How many lines in the material below contain the string "light"? Reply with that number alone.

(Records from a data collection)
+++

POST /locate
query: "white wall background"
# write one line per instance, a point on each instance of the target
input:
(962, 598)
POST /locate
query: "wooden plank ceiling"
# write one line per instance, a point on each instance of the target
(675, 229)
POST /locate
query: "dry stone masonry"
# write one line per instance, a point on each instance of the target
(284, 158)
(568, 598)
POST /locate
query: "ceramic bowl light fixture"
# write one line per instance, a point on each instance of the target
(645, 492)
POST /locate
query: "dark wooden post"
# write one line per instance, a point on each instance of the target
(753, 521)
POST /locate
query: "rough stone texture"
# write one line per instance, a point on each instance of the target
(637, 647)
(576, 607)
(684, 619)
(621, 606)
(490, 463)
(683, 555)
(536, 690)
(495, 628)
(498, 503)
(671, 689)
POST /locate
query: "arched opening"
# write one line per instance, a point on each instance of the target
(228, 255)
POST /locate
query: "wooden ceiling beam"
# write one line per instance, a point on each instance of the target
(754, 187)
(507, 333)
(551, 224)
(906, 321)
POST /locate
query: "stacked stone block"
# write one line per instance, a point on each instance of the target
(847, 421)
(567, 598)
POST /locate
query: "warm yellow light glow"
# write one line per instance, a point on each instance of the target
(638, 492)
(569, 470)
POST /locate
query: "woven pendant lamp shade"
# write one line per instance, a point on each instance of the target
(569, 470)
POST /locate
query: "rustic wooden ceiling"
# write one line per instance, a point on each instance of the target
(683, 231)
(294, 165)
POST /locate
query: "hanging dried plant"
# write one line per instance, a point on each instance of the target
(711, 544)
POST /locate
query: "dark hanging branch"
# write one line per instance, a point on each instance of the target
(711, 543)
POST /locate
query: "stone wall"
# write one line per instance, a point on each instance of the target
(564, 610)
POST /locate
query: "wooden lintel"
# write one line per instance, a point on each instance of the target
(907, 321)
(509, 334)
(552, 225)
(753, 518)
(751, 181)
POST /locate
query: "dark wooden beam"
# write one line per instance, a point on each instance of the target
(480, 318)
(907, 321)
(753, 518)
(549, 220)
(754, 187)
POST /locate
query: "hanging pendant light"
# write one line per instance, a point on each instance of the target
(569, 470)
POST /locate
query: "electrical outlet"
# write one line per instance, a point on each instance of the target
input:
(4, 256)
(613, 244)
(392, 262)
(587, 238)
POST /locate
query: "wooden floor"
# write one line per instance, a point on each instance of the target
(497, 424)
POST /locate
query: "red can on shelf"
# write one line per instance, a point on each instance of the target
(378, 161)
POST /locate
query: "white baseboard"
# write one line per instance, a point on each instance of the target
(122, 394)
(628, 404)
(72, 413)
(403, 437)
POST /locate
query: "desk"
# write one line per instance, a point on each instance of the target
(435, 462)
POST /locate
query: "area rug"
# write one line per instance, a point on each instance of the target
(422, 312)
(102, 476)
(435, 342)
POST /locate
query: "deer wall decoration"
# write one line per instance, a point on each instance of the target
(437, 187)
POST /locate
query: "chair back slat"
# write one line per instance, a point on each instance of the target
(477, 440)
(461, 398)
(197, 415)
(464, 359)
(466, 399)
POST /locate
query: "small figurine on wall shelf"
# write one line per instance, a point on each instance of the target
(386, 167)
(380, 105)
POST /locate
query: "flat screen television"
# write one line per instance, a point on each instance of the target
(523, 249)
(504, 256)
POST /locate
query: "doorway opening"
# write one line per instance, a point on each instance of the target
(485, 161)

+++

> [Completed task] 3